┏━━
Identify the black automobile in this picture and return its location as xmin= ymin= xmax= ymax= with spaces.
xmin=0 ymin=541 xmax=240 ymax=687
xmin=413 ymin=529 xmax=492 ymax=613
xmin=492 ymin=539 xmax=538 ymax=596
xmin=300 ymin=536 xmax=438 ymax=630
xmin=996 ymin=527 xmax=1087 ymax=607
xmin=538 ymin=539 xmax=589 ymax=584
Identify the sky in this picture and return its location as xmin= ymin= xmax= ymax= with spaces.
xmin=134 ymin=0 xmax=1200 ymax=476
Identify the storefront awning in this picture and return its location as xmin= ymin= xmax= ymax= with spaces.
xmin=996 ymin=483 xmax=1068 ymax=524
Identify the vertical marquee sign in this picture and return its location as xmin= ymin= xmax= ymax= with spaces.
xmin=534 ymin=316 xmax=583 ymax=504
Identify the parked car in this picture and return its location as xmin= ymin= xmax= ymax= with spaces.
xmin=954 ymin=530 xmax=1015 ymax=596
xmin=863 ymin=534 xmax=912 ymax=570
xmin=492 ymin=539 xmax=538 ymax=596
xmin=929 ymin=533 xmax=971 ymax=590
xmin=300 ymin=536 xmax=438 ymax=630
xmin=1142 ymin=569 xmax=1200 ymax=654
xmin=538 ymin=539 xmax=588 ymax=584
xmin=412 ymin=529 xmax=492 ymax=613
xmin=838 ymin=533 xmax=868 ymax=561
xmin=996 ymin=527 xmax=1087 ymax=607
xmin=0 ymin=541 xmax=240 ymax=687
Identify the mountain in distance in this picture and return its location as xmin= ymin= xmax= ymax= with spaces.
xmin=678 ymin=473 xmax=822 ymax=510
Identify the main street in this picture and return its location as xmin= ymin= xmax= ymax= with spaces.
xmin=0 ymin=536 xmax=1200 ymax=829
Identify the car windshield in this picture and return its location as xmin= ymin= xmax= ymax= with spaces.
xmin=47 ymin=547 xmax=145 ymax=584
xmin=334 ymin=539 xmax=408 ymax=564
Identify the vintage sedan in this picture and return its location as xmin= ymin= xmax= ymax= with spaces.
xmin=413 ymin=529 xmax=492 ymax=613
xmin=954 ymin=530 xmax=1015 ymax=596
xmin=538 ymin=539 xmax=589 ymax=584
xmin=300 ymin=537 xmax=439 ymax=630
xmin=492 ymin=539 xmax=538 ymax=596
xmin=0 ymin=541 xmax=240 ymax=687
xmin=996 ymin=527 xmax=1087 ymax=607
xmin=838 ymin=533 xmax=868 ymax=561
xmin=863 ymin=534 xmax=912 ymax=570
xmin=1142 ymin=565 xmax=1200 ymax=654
┗━━
* **Exercise requirements**: Please copy out each of the entries above with "with spaces" changed to "separated by spaces", keeping everything else the same.

* **Correct answer**:
Identify the black automobile in this picture and return its location as xmin= ymin= xmax= ymax= separated by spaces.
xmin=0 ymin=541 xmax=240 ymax=687
xmin=413 ymin=529 xmax=492 ymax=613
xmin=492 ymin=539 xmax=538 ymax=596
xmin=300 ymin=536 xmax=438 ymax=630
xmin=996 ymin=527 xmax=1087 ymax=607
xmin=538 ymin=539 xmax=589 ymax=584
Identify the sky in this picture and return its location as xmin= ymin= xmax= ymax= separated by spaces.
xmin=134 ymin=0 xmax=1200 ymax=476
Identify the storefront awning in this picture and return its location as xmin= ymin= xmax= ymax= separated by spaces.
xmin=996 ymin=483 xmax=1068 ymax=524
Identify the vertical marquee sign in this picture and return its location as xmin= ymin= xmax= ymax= separated by spaces.
xmin=534 ymin=316 xmax=583 ymax=504
Identify the parked car in this picture and return its location as xmin= ymin= xmax= ymax= separated by spaces.
xmin=954 ymin=530 xmax=1015 ymax=596
xmin=863 ymin=534 xmax=912 ymax=570
xmin=492 ymin=539 xmax=538 ymax=596
xmin=929 ymin=533 xmax=971 ymax=590
xmin=300 ymin=536 xmax=438 ymax=630
xmin=1142 ymin=569 xmax=1200 ymax=654
xmin=538 ymin=539 xmax=588 ymax=584
xmin=412 ymin=529 xmax=492 ymax=613
xmin=838 ymin=533 xmax=868 ymax=561
xmin=996 ymin=527 xmax=1087 ymax=607
xmin=0 ymin=541 xmax=240 ymax=687
Identify the mountain in distance in this picture and return its location as xmin= ymin= xmax= ymax= separated by spaces.
xmin=678 ymin=473 xmax=822 ymax=510
Identify the main street in this picture and return its location as xmin= ymin= xmax= ymax= separated by spaces.
xmin=0 ymin=536 xmax=1200 ymax=829
Identify the car windshield in this picture and return its location as xmin= ymin= xmax= ymax= separated by spaces.
xmin=47 ymin=547 xmax=145 ymax=584
xmin=334 ymin=539 xmax=408 ymax=564
Identify the vintage sedan in this picture and return its location as xmin= ymin= xmax= ymax= separated by spaces.
xmin=413 ymin=529 xmax=492 ymax=613
xmin=954 ymin=530 xmax=1015 ymax=596
xmin=538 ymin=539 xmax=589 ymax=584
xmin=300 ymin=537 xmax=439 ymax=630
xmin=492 ymin=539 xmax=538 ymax=596
xmin=0 ymin=541 xmax=240 ymax=687
xmin=996 ymin=527 xmax=1087 ymax=607
xmin=838 ymin=533 xmax=868 ymax=561
xmin=863 ymin=534 xmax=912 ymax=570
xmin=1142 ymin=565 xmax=1200 ymax=654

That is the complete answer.